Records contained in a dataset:
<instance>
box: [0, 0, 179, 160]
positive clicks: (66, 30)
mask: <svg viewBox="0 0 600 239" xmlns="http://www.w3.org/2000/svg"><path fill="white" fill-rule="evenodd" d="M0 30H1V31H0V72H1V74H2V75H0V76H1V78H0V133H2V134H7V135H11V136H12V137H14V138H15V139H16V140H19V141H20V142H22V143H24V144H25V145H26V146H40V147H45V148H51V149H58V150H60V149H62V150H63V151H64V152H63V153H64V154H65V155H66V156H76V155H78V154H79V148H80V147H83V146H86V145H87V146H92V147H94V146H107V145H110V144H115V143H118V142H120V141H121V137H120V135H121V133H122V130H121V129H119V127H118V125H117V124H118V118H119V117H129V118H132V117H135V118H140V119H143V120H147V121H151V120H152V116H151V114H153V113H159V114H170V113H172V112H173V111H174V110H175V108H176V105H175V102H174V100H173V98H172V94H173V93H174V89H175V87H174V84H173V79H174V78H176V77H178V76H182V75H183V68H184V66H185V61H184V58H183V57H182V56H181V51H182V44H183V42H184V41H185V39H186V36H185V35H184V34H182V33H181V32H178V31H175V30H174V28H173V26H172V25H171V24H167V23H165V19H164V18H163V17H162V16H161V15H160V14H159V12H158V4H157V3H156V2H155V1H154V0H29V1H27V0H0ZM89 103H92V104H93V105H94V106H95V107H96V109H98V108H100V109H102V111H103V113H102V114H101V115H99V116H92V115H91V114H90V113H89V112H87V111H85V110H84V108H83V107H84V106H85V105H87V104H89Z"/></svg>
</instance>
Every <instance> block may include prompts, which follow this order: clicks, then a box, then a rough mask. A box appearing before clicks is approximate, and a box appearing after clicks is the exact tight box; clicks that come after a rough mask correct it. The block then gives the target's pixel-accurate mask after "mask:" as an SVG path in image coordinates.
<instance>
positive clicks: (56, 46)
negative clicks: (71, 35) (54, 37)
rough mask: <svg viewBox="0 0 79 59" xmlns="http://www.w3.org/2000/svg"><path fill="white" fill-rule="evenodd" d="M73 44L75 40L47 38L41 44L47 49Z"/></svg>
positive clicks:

TASK -> Write out once more the lines above beginning at the line with "positive clicks: (56, 46)"; continue through the final line and stop there.

WRITTEN SOLUTION ->
positive clicks: (56, 46)
negative clicks: (71, 35) (54, 37)
rough mask: <svg viewBox="0 0 79 59" xmlns="http://www.w3.org/2000/svg"><path fill="white" fill-rule="evenodd" d="M73 44L75 40L47 38L41 44L47 49Z"/></svg>
positive clicks:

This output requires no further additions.